▶ _Raw data_:
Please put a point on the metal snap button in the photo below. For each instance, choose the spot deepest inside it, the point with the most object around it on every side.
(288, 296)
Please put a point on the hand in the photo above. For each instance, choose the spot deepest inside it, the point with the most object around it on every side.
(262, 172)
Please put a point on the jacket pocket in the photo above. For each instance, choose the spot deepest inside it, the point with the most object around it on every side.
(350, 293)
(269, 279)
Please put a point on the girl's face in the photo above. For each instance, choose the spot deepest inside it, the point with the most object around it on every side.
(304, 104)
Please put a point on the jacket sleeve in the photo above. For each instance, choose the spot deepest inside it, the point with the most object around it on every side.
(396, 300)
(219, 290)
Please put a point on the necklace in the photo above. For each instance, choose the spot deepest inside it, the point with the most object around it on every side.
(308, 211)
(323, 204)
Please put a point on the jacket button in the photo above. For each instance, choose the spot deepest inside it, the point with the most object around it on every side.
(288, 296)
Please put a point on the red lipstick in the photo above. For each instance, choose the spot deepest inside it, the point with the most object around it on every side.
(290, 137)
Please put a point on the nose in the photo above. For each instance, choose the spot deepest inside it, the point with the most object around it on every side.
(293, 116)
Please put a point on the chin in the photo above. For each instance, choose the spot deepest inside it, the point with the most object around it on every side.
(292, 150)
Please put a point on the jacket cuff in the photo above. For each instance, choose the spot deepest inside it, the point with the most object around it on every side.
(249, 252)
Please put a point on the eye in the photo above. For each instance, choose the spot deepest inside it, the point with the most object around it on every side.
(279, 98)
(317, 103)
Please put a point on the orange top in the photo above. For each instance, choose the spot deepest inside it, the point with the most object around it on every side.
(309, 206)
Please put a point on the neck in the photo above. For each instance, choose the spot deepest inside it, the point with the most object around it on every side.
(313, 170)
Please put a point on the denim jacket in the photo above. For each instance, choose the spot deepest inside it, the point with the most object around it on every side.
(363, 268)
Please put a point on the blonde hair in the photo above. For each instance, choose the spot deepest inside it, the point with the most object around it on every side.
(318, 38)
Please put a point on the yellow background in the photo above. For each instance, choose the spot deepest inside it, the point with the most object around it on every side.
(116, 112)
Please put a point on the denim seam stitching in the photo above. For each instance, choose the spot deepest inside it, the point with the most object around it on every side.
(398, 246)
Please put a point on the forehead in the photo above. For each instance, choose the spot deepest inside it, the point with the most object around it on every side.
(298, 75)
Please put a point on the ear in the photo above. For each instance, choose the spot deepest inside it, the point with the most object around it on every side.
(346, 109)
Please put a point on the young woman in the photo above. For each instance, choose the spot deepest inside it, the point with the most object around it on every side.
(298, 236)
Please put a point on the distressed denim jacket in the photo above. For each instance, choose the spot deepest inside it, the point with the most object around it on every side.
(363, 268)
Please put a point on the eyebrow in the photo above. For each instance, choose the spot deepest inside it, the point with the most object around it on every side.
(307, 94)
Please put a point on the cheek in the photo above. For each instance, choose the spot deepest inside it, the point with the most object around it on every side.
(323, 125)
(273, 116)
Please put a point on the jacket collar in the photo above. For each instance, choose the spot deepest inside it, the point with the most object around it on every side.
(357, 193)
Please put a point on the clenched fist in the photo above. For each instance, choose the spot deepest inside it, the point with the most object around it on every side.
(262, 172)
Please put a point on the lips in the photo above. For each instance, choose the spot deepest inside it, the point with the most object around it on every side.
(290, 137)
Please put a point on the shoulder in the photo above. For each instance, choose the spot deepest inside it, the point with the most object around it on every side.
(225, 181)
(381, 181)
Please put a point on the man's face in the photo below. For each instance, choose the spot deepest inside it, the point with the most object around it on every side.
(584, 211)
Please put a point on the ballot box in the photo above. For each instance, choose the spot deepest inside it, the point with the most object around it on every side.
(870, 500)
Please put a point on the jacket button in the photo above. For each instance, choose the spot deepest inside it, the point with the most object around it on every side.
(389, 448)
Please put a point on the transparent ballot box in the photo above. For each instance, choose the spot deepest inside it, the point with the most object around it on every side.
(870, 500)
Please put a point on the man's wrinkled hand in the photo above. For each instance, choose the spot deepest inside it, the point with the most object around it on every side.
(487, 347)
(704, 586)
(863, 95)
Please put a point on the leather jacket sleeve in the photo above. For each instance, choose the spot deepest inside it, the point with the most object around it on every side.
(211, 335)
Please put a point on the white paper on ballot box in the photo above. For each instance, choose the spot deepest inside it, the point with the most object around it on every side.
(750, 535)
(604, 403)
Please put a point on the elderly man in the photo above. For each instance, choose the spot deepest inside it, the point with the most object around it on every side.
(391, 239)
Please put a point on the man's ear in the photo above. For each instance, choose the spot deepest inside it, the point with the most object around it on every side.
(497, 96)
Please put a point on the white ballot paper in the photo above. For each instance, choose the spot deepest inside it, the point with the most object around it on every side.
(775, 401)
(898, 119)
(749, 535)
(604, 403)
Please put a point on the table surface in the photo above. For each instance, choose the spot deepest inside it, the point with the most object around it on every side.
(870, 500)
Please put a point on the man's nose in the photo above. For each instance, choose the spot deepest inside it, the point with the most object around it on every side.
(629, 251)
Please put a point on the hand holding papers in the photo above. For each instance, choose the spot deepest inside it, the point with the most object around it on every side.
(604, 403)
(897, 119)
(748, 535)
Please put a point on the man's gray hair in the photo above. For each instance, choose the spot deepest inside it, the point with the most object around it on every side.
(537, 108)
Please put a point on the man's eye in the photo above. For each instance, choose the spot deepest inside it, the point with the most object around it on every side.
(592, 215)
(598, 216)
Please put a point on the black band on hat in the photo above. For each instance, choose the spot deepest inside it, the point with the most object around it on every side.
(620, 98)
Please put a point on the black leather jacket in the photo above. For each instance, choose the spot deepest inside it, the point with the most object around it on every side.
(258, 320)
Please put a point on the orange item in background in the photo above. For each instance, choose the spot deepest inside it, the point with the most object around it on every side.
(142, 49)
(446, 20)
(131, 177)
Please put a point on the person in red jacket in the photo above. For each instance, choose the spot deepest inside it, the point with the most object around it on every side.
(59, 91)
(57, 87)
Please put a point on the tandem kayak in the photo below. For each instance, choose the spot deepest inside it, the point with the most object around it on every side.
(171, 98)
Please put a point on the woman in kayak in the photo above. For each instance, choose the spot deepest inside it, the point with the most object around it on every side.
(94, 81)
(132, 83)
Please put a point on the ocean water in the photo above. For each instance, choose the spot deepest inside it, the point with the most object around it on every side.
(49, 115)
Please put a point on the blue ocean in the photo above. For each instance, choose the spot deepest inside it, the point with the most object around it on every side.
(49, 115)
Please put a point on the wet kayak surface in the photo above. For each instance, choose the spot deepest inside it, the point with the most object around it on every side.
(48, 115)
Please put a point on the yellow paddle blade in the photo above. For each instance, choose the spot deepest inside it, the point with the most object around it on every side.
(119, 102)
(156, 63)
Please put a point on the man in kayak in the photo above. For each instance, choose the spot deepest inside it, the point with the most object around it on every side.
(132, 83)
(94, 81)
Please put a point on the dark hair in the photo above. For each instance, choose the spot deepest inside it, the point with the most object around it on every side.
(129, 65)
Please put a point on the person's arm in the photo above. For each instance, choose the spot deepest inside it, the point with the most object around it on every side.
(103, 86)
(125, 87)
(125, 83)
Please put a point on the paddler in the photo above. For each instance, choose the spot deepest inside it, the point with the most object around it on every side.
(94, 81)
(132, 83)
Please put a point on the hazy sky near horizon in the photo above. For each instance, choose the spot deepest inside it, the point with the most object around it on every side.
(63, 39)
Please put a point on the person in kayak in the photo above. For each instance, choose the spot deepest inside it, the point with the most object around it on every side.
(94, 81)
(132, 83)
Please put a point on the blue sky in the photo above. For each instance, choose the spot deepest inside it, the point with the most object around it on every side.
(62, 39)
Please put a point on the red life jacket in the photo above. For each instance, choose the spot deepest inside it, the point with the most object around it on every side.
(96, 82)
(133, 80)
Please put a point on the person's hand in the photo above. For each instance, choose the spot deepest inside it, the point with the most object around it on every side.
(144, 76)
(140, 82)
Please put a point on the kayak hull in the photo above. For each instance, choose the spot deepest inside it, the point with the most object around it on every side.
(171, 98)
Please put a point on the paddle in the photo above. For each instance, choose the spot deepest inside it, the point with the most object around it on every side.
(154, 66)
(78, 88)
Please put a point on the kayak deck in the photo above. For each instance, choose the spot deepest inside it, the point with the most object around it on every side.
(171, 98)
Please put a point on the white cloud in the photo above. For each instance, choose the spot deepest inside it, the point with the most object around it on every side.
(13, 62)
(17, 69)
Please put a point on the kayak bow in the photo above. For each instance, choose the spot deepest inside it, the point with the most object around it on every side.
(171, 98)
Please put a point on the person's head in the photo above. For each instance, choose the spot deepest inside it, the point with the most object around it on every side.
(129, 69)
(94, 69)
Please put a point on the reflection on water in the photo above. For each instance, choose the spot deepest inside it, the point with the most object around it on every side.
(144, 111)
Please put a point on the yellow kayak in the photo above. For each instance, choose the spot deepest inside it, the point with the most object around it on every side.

▶ _What the exercise asks_:
Repeat word for word the lines above, starting at the line that contains "Please put a point on the reflection" and ending with the final line.

▶ _Right answer_:
Please put a point on the reflection on water in the photo above. For each instance, choose the spot deepest inside it, the point with the most object around it on every side.
(144, 111)
Please put a point on the yellow kayak in the photo above. For each instance, choose the spot deepest inside it, the point with the most object around it on every side.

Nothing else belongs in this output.